Lines with the word "Query" in them must be copied from the records below.

----------

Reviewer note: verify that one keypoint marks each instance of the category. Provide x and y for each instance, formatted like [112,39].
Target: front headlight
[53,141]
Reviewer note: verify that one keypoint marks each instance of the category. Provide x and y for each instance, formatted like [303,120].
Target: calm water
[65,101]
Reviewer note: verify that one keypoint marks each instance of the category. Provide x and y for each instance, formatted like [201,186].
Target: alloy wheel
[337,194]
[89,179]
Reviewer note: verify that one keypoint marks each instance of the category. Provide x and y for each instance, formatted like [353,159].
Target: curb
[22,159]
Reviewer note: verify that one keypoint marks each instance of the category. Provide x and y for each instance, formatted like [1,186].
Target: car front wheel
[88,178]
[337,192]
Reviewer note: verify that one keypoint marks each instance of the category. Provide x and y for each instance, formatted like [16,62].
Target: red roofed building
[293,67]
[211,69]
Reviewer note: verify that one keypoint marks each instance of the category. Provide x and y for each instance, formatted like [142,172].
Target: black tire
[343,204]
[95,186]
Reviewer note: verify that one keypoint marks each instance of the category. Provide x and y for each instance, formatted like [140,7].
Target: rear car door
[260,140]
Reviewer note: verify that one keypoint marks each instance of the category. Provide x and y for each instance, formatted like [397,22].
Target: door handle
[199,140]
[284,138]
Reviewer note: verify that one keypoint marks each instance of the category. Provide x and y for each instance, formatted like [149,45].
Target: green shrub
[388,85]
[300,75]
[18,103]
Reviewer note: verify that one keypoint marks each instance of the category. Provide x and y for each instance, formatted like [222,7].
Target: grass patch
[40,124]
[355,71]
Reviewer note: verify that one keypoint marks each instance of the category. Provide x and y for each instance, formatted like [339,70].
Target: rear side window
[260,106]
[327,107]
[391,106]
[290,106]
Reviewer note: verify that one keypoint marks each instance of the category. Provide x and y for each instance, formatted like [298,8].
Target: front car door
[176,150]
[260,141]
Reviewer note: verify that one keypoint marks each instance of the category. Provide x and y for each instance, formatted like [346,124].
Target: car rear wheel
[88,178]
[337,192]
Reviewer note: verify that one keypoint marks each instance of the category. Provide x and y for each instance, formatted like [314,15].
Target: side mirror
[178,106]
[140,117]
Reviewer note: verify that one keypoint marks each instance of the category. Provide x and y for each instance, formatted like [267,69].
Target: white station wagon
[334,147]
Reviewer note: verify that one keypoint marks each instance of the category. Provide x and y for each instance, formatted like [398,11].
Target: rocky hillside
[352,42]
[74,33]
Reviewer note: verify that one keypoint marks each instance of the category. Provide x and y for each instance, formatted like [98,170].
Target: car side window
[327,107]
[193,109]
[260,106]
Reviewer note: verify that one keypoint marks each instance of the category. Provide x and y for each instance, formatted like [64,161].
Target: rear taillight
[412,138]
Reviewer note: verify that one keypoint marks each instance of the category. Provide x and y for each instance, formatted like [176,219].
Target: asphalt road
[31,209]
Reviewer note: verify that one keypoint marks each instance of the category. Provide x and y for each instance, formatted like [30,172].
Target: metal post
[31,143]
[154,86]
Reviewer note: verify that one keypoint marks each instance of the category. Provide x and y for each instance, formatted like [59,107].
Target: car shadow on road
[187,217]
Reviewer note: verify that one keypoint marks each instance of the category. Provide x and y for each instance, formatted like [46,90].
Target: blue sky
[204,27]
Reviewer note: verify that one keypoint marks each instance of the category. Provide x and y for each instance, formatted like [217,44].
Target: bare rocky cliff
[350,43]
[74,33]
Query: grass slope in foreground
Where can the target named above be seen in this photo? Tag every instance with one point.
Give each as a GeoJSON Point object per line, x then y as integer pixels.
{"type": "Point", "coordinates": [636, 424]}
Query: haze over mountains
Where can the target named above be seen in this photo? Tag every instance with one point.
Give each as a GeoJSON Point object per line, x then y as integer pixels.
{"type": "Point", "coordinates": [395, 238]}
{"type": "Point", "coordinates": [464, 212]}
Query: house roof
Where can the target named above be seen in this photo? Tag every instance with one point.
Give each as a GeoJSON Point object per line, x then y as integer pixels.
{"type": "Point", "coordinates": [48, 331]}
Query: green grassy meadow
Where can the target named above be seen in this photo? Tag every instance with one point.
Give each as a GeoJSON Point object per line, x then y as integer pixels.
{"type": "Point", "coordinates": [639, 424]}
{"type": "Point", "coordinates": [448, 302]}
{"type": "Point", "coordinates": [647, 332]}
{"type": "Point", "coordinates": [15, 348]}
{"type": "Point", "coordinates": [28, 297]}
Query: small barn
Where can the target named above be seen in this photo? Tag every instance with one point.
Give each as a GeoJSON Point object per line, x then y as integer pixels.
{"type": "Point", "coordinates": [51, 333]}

----------

● **FINISHED TASK**:
Query: grass slope in foreground
Query: haze over mountains
Query: house roof
Query: green grassy meadow
Query: small barn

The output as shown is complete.